Output, please, every line from the line that holds "shaped like [199,155]." to the end, exactly as written.

#### Provided material

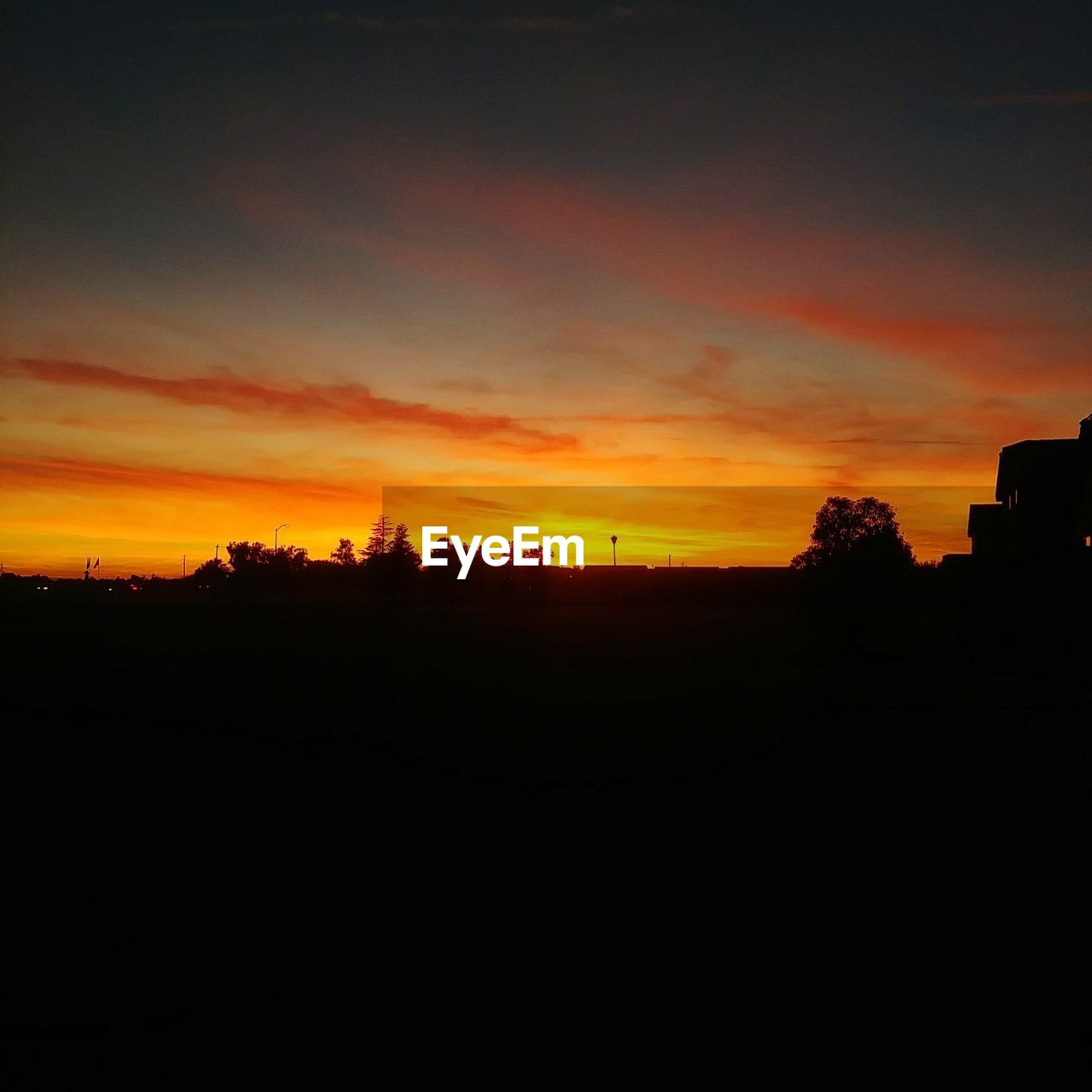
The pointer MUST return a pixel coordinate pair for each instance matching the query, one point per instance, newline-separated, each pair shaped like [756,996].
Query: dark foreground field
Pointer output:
[282,833]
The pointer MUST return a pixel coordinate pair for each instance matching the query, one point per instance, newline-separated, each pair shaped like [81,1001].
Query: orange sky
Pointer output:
[283,300]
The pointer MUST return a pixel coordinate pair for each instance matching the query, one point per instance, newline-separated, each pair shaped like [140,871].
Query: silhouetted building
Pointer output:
[1044,500]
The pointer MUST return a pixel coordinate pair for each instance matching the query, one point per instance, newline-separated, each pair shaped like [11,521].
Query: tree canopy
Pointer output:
[857,534]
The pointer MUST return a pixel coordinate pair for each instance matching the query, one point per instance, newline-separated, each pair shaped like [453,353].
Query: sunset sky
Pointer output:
[261,261]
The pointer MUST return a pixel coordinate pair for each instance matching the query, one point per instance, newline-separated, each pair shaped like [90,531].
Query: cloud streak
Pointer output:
[312,402]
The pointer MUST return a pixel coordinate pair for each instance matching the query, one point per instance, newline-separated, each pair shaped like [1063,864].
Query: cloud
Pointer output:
[346,402]
[1044,98]
[80,474]
[1002,355]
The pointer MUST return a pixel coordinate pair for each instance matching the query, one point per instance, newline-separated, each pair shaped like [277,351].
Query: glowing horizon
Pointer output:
[353,261]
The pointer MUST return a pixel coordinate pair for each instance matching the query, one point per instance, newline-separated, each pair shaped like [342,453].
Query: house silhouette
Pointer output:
[1043,502]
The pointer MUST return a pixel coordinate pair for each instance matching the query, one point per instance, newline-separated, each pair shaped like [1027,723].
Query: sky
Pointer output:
[260,262]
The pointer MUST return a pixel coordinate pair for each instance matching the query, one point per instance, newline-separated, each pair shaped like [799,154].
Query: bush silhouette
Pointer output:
[857,537]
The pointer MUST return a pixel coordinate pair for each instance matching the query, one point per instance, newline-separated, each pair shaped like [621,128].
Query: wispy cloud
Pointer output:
[346,402]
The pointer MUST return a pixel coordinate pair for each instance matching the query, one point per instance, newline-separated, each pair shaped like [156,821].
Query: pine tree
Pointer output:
[402,549]
[380,541]
[346,553]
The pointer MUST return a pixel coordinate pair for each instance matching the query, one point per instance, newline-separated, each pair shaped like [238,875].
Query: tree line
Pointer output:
[849,535]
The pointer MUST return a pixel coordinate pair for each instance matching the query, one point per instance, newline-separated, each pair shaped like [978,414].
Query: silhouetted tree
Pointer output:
[402,549]
[211,573]
[857,534]
[247,556]
[257,561]
[346,553]
[380,539]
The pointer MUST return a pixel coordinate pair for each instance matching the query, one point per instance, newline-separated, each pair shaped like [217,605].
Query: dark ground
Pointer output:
[253,838]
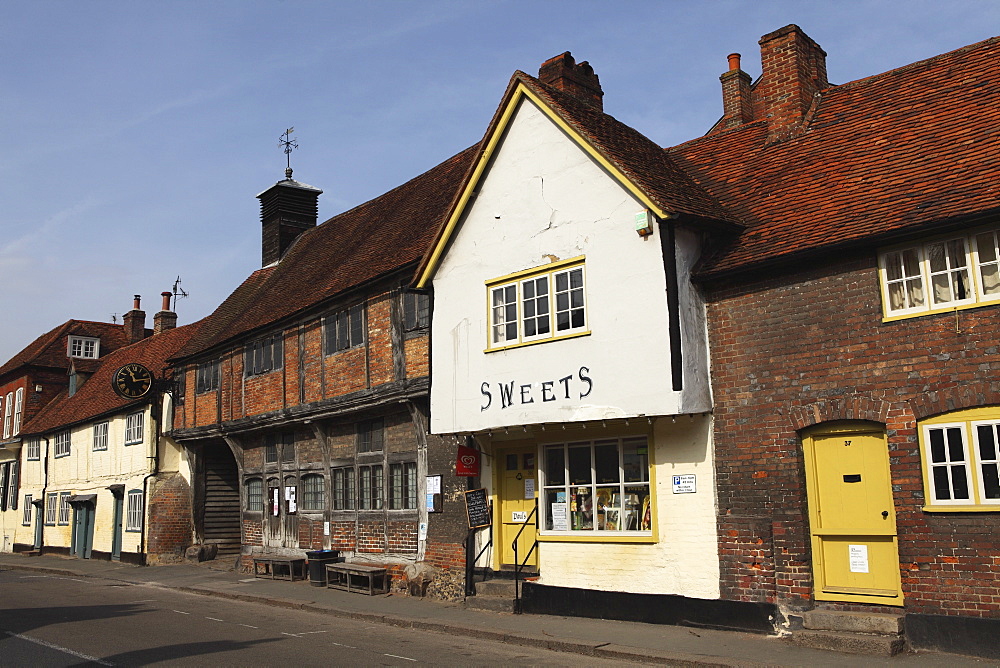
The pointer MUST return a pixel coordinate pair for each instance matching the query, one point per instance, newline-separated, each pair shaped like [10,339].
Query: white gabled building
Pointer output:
[569,346]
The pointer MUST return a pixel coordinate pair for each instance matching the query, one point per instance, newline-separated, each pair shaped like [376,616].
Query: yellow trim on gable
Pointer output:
[520,92]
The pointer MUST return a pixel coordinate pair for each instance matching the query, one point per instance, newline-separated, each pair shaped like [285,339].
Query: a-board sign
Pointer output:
[477,508]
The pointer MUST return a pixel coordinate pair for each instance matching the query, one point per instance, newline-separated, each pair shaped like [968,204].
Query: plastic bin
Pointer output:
[318,559]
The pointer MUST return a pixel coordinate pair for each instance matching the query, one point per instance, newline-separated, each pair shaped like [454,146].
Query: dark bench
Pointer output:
[280,568]
[340,576]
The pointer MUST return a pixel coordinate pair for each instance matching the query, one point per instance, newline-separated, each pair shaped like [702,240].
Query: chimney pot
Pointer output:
[577,79]
[135,322]
[165,319]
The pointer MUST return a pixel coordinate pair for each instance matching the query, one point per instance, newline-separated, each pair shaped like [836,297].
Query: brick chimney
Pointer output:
[164,319]
[793,72]
[135,322]
[577,79]
[287,209]
[737,103]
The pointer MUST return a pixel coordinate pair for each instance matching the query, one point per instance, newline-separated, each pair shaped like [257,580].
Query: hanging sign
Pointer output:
[477,508]
[467,462]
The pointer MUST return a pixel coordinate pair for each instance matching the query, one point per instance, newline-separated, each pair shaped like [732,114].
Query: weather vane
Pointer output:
[287,142]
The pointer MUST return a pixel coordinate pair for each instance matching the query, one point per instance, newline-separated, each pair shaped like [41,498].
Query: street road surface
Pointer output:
[49,620]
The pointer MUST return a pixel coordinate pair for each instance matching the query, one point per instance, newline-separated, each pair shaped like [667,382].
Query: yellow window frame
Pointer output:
[517,278]
[965,419]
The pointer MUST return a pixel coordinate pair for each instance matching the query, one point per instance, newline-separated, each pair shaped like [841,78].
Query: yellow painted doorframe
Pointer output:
[855,552]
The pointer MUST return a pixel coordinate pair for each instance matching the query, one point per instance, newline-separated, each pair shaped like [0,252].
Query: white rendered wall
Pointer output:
[544,199]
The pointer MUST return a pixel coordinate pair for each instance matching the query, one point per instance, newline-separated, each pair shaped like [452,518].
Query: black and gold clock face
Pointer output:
[132,381]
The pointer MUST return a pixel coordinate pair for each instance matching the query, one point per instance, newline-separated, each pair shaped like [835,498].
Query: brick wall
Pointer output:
[169,526]
[793,351]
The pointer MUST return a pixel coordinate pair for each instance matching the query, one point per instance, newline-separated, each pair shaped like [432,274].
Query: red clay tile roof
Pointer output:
[49,349]
[371,240]
[95,397]
[883,155]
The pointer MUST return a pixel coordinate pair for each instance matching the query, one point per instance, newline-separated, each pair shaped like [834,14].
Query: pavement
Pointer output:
[630,642]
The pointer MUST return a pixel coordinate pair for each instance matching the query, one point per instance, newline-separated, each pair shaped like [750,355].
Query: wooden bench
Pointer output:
[280,568]
[340,575]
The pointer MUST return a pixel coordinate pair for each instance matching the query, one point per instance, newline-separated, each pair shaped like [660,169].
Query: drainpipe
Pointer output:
[154,458]
[45,487]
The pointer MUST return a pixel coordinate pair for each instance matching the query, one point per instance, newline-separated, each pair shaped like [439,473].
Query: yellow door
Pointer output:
[855,555]
[517,500]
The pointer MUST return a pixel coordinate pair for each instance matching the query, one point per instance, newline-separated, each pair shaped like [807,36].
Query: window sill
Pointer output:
[984,508]
[598,537]
[535,342]
[939,310]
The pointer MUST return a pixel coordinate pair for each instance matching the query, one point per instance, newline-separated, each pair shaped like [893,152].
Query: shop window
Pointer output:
[345,329]
[133,428]
[207,376]
[961,460]
[958,271]
[313,497]
[537,305]
[255,495]
[403,486]
[133,511]
[100,436]
[263,355]
[597,487]
[416,311]
[61,444]
[371,435]
[343,488]
[370,487]
[64,507]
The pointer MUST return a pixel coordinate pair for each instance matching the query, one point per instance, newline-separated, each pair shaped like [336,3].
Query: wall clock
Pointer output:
[132,381]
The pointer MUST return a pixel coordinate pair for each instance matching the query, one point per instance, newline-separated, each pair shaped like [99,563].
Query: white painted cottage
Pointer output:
[569,346]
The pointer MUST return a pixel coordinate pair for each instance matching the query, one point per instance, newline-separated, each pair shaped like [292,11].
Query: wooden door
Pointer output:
[853,520]
[518,491]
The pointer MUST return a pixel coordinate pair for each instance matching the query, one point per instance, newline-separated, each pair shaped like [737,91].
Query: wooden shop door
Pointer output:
[517,478]
[852,517]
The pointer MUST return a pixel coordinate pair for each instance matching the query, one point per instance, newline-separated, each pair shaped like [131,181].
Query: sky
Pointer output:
[138,133]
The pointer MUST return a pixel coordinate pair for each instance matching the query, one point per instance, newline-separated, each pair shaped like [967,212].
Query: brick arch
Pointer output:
[972,395]
[852,407]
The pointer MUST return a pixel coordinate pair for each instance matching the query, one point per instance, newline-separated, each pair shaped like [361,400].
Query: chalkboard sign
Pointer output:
[477,508]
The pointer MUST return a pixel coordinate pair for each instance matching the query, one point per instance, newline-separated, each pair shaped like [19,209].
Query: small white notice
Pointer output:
[859,558]
[684,484]
[558,513]
[433,484]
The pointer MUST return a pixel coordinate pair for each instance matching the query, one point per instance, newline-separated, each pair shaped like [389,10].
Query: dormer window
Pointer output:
[84,347]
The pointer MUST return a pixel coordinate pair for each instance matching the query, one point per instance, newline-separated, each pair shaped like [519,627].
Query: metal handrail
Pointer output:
[518,565]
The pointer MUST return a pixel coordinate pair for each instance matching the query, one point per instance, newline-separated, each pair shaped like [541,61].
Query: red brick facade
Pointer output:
[169,525]
[809,348]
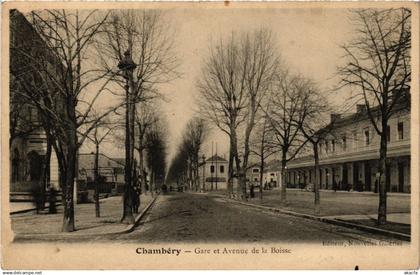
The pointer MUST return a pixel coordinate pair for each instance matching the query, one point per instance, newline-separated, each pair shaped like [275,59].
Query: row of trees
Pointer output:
[75,83]
[185,165]
[249,94]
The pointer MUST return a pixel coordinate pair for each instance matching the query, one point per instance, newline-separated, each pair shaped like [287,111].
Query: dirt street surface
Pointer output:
[189,217]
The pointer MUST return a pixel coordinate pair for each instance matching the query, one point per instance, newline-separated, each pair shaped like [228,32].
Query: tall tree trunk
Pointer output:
[261,172]
[230,172]
[46,170]
[382,172]
[96,196]
[128,217]
[238,164]
[317,179]
[68,219]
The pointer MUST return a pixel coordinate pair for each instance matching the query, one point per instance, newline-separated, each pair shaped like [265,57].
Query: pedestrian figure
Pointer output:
[136,199]
[251,191]
[52,209]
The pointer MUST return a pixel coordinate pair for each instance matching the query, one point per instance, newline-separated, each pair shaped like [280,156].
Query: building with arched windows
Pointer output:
[349,156]
[213,173]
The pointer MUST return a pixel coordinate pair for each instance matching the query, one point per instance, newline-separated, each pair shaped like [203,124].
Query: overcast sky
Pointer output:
[308,41]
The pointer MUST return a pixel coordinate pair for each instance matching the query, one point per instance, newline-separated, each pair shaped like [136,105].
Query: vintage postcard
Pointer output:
[210,135]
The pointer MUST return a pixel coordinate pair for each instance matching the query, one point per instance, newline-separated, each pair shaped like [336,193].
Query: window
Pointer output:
[344,143]
[367,137]
[354,140]
[400,130]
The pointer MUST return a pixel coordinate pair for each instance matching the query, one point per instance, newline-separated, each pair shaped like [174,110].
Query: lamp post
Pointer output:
[204,173]
[127,66]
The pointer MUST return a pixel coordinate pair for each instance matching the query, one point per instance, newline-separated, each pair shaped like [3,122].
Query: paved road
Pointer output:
[180,217]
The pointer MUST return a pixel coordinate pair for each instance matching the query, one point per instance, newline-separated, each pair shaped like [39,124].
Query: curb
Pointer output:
[397,235]
[131,227]
[58,203]
[128,229]
[31,209]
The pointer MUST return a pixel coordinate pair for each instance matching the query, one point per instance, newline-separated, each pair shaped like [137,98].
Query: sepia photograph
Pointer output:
[181,132]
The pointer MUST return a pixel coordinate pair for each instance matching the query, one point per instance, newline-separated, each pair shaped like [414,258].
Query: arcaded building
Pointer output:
[349,156]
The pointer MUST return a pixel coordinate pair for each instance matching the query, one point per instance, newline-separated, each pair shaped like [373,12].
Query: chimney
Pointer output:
[334,117]
[361,108]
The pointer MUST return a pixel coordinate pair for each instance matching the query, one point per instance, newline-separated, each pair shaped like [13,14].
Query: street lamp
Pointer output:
[127,66]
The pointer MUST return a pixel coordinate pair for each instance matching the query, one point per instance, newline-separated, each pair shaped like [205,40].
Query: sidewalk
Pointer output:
[48,226]
[350,209]
[334,203]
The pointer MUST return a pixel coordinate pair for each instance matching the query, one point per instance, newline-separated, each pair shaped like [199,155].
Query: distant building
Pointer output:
[253,174]
[272,174]
[215,173]
[349,156]
[111,172]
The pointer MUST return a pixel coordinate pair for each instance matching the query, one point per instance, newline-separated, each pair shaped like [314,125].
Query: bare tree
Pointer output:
[145,36]
[97,136]
[285,117]
[263,145]
[193,138]
[315,127]
[57,85]
[235,78]
[378,69]
[145,119]
[156,148]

########

> [Task answer]:
The pointer MUST return a pixel coordinate pair for each instance matching the query, one point per instance, newline-separated, each pair shaped like [199,155].
Query: distant building
Pointer output:
[253,174]
[272,174]
[215,173]
[349,156]
[111,172]
The pointer MUST return a pixel coordinate pair for each instance matching the query, one point per instance, newline-separated, each pair shaped like [314,125].
Query: bare tree
Pointer output:
[145,36]
[97,136]
[285,117]
[263,145]
[193,138]
[315,127]
[57,85]
[235,78]
[378,69]
[145,119]
[156,148]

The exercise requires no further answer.